Copy the data from the line with "Every instance of the yellow" up to and including the line with "x=79, y=125", substituting "orange" for "yellow" and leaving everything else unchanged.

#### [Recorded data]
- - - - -

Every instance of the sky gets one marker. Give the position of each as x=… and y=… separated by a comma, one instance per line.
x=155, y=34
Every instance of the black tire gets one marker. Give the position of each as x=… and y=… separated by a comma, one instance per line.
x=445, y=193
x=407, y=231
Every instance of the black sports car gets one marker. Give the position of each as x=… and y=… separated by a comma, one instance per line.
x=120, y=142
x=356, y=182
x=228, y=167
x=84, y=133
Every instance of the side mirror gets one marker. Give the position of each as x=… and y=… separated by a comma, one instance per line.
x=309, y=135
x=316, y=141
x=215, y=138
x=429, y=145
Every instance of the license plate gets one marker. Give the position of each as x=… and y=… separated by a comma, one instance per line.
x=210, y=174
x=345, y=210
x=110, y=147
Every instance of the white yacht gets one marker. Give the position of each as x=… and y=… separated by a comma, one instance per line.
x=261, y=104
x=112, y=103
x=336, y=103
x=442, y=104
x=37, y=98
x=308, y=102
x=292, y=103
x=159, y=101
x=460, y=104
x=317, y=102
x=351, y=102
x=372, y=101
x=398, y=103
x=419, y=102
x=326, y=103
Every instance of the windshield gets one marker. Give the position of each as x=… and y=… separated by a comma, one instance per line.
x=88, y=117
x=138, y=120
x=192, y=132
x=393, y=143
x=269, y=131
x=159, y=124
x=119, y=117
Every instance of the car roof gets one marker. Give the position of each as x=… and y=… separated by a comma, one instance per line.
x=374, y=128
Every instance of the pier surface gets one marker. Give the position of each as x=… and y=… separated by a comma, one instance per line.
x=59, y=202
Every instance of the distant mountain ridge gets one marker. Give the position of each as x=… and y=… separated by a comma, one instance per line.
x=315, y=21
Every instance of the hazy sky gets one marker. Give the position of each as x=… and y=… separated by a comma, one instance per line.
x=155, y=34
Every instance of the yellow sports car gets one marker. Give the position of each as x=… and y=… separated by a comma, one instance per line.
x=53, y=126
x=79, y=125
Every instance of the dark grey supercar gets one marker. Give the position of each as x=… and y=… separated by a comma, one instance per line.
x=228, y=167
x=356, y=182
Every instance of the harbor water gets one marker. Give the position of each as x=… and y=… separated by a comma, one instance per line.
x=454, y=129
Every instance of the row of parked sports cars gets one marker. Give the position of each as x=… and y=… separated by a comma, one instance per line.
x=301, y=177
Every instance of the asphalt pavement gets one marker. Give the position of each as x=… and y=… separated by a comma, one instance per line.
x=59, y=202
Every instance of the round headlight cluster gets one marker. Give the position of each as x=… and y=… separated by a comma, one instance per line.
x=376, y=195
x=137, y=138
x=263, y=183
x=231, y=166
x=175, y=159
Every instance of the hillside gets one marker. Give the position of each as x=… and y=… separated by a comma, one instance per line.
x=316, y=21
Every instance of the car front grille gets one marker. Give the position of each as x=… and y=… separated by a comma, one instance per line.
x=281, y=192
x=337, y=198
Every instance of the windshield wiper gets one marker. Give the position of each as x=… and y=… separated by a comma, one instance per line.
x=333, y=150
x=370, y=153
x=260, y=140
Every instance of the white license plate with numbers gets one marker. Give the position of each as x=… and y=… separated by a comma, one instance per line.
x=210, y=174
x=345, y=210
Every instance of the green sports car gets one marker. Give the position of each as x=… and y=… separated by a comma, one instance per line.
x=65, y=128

- - - - -

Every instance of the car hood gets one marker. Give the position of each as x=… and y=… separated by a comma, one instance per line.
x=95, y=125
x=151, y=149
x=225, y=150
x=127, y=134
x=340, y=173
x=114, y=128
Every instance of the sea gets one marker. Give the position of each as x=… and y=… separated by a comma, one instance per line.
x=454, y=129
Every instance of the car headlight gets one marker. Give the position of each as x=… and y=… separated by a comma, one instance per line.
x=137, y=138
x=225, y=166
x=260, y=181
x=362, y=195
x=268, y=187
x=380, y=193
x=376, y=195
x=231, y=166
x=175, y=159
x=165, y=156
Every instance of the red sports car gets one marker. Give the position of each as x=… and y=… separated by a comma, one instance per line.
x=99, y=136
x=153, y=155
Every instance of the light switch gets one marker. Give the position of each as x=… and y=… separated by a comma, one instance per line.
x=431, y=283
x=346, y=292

- - - - -

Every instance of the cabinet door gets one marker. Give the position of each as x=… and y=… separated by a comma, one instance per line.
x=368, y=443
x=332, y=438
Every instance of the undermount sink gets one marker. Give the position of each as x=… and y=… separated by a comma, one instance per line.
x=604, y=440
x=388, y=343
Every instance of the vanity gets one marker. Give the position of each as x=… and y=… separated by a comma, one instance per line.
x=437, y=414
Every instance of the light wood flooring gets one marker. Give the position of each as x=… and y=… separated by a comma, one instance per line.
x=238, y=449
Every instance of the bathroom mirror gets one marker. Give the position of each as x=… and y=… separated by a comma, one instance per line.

- - - - -

#### [Solved exercise]
Every instance of the orange sports car gets one marker. Give the position of each as x=… and y=… separated by a comma, one instance per line.
x=53, y=126
x=79, y=125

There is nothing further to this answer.